▼
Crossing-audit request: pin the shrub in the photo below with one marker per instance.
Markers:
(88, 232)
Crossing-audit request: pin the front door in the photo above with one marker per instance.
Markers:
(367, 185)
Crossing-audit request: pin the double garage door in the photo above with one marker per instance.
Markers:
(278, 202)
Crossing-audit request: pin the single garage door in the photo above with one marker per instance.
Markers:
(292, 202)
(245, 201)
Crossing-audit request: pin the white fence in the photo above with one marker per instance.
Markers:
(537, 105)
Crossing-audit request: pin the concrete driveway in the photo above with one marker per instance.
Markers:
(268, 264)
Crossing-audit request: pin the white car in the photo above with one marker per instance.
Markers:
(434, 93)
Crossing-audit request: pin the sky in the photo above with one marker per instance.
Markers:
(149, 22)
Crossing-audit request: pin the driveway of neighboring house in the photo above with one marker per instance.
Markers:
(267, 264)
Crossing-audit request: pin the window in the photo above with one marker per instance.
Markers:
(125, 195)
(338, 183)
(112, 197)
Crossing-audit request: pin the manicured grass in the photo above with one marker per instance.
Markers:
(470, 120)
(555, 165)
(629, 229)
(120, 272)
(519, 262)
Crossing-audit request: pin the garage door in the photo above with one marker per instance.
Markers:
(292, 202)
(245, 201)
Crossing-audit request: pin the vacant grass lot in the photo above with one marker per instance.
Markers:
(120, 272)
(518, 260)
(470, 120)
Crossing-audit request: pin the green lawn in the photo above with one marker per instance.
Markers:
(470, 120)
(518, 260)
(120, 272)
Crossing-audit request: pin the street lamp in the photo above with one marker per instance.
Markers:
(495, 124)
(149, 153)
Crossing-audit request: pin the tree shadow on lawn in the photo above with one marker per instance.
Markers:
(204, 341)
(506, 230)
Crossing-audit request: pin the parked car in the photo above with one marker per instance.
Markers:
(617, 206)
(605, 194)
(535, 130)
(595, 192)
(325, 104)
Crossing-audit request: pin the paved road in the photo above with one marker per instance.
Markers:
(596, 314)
▲
# Problem statement:
Please recast all of the data above as a Markdown table with two columns, Row and Text: Row holds a running number, Text holds the line, and blank lines are left out.

# Complete answer:
| Row | Text |
|---|---|
| 1 | Crossing-audit request: pin the shrub in the photo below with one marker per instance. |
| 2 | Markers: |
| 3 | (88, 232) |
| 4 | Crossing-audit request: pin the front door in the photo above with one marker per instance. |
| 5 | Markers: |
| 6 | (367, 185) |
| 7 | Crossing-audit request: pin the double garage door in the photo above with one marker per instance. |
| 8 | Markers: |
| 9 | (278, 202) |
| 10 | Crossing-audit request: pin the single garage door in the photo above with one marker per instance. |
| 11 | Markers: |
| 12 | (292, 202) |
| 13 | (245, 201) |
| 14 | Crossing-audit request: pin the white fence in the photo above with one marker per instance. |
| 15 | Markers: |
| 16 | (537, 105) |
| 17 | Crossing-audit request: pin the concrete driveway in the photo above with one marker per instance. |
| 18 | Markers: |
| 19 | (268, 264) |
| 20 | Crossing-audit request: pin the white car in the photo above with one marker per instance. |
| 21 | Markers: |
| 22 | (434, 93) |
| 23 | Crossing-audit request: pin the sky in the photo above with one marker per instance. |
| 24 | Markers: |
| 25 | (149, 22) |
| 26 | Crossing-audit request: pin the driveway of neighboring house in the photo above with one marker per instance. |
| 27 | Markers: |
| 28 | (267, 264) |
| 29 | Crossing-audit request: pin the window in the photo above with one marker per instance. |
| 30 | Markers: |
| 31 | (125, 195) |
| 32 | (338, 183) |
| 33 | (112, 197) |
| 34 | Crossing-audit request: pin the manicured grass in the photo above with one marker per instance. |
| 35 | Markers: |
| 36 | (470, 120) |
| 37 | (555, 165) |
| 38 | (629, 229) |
| 39 | (120, 272) |
| 40 | (519, 262) |
| 41 | Crossing-audit request: pin the garage door in the photo above with one marker per instance. |
| 42 | Markers: |
| 43 | (292, 202) |
| 44 | (245, 201) |
| 45 | Crossing-audit request: pin the vacant grass lot in the photo above with one marker per instance. |
| 46 | Markers: |
| 47 | (120, 272) |
| 48 | (518, 260) |
| 49 | (470, 120) |
| 50 | Crossing-audit request: pin the green lawn in the photo above with one marker per instance. |
| 51 | Markers: |
| 52 | (470, 120) |
| 53 | (518, 260) |
| 54 | (120, 272) |
| 55 | Crossing-audit request: pin the street lamp in the photo above with one marker per instance. |
| 56 | Markers: |
| 57 | (495, 124) |
| 58 | (149, 153) |
| 59 | Crossing-audit request: pin the tree shadow on lawn in the photo above with one marker per instance. |
| 60 | Markers: |
| 61 | (204, 341) |
| 62 | (506, 230) |
| 63 | Crossing-audit request: pin the parked car in the photo above with one marker per instance. |
| 64 | Markers: |
| 65 | (617, 206) |
| 66 | (605, 194) |
| 67 | (535, 130) |
| 68 | (595, 192) |
| 69 | (325, 104) |
| 70 | Crossing-audit request: pin the paved road in the photo above with one marker per instance. |
| 71 | Markers: |
| 72 | (596, 314) |